● **Source extract**
┌──
It seems like every month before I get my period, I get really constipated. Then as soon as my period comes, I have a day or two of acute stomach upset. What's going on and how can I make it stop? (The stomach discomfort is severe enough to prevent me from carrying on my normal daily routine.)
As women's hormone levels fluctuate each month, there is a long list of symptoms that women may experience as part of premenstrual syndrome (PMS). These include headache, irritability, breast tenderness, skin changes, bloating, weight gain, and, yes, constipation.
Many women also report food cravings (like for chocolate!) and may indulge in more simple carbohydrates (sugar) to satisfy the urges. There is actually research that says women crave sugar due to lowering levels of serotonin before their menstrual period. So there may be a method to the madness of the food cravings many of us experience. But, an increase of sugar can cause abdominal bloating and constipation. Hormonal fluctuations may also play a role here as well.
└──
● **Stored records**
┌──
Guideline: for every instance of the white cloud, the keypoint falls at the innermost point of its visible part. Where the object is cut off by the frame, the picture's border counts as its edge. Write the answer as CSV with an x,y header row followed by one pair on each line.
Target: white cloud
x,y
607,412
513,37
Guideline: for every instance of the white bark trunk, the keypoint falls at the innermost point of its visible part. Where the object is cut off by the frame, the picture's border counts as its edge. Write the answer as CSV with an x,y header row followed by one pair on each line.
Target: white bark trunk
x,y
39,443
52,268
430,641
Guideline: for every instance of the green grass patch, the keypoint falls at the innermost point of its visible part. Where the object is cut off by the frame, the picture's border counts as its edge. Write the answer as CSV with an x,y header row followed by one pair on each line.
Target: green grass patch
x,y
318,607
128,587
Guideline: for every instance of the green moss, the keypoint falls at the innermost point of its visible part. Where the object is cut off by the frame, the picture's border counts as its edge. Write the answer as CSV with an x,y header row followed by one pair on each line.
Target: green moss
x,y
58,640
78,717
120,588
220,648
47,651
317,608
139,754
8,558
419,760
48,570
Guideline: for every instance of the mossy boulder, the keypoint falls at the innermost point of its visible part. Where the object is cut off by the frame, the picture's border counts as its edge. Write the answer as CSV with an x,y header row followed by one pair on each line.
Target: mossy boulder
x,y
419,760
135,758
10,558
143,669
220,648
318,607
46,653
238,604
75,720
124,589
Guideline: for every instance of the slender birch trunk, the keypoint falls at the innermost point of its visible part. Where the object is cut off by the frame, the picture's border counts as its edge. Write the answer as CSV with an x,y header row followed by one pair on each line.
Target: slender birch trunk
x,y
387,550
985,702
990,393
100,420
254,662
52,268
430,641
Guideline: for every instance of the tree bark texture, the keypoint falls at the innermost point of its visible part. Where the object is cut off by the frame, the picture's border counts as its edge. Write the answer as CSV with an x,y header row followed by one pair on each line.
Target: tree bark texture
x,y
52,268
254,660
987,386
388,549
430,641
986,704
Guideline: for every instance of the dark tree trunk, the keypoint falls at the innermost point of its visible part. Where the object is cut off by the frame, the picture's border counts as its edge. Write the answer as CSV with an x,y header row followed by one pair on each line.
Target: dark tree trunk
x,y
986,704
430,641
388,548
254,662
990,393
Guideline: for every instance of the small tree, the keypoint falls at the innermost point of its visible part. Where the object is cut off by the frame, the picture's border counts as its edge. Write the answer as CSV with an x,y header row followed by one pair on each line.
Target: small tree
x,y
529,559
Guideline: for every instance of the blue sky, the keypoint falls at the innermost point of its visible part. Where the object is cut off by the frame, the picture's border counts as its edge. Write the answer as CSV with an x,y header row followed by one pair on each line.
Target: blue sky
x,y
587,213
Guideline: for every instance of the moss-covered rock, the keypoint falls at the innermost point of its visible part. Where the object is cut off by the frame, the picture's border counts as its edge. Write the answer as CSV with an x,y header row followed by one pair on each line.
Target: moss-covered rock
└──
● **Work request 1**
Rewrite the premenstrual symptoms passage, switching "constipation" to "irregularity" in everything from "As women's hormone" down to "here as well.".
● **Work request 2**
Resume the passage on premenstrual constipation and stomach upset from where it stops.

● **Expected answer 1**
As women's hormone levels fluctuate each month, there is a long list of symptoms that women may experience as part of premenstrual syndrome (PMS). These include headache, irritability, breast tenderness, skin changes, bloating, weight gain, and, yes, irregularity.
Many women also report food cravings (like for chocolate!) and may indulge in more simple carbohydrates (sugar) to satisfy the urges. There is actually research that says women crave sugar due to lowering levels of serotonin before their menstrual period. So there may be a method to the madness of the food cravings many of us experience. But, an increase of sugar can cause abdominal bloating and irregularity. Hormonal fluctuations may also play a role here as well.

● **Expected answer 2**
What to do about it? Try some of the following, and see if any changes you make help with your symptoms.
- Regular cardiovascular exercise helps your circulation and promotes bowel regularity: Make an extra effort to get a workout in as your period approaches.
- Increase your water intake.
- Increase intake of fiber.
- Watch (and moderate) your intake of sugar.
- Watch consumption of alcohol and caffeine
- Be aware of where you are in your cycle to help with making good food choices.
- If you have a history of recurring bowel problems, talk to your doctor about other possible causes.
- If these other approaches don't improve your comfort, talk to your doctor about using a gentle laxative to prevent constipation.